What are the lines from the one containing "In the picture above, where can the gl" through the end of the listing below? Return them exactly, and only them.

******************************

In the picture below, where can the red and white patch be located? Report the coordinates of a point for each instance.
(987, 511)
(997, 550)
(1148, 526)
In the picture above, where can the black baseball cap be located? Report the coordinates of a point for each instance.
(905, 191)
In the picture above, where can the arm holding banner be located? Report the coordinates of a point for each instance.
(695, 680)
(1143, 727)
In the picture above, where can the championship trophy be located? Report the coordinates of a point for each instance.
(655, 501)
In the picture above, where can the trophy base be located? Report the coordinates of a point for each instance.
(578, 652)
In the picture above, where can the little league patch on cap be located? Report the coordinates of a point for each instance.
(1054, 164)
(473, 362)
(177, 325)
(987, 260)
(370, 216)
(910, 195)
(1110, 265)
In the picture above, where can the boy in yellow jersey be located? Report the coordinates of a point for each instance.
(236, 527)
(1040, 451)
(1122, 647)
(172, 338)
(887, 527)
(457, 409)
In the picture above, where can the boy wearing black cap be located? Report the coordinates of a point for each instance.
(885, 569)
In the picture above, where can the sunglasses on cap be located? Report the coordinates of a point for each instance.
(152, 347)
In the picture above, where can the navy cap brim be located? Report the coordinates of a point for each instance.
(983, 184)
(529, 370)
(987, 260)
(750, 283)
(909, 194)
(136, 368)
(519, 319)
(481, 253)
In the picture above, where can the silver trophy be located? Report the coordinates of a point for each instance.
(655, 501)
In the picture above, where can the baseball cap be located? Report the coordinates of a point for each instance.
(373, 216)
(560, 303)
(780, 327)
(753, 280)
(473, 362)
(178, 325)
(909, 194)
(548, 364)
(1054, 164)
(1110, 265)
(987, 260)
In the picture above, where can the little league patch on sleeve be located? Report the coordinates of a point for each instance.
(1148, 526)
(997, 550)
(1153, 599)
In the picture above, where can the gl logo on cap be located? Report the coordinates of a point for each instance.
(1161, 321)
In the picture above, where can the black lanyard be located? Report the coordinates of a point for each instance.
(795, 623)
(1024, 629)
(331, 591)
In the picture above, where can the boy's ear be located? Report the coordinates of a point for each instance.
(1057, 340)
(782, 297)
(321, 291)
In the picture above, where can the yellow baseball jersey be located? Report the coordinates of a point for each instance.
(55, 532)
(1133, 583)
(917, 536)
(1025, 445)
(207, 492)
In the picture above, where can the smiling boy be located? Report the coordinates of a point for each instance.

******************************

ANSWER FOR THE TASK:
In the picture above, where can the gl logo on cap be located? Report the coordinates of a point for each instance.
(1161, 321)
In the picture above, where can the black lanyard be located? Report the coordinates of a point for each instance.
(795, 623)
(1024, 629)
(331, 591)
In the picture above, where can the boy's ear be located? Report the coordinates of a point for each instance.
(1057, 340)
(782, 297)
(321, 291)
In the picture above, where can the yellow baseball jersey be located? Report the coordinates of a point for each instance.
(55, 532)
(1133, 583)
(917, 536)
(1025, 445)
(207, 492)
In the picture above, where can the smiling boy be located? Report the coordinates of a point for each instance.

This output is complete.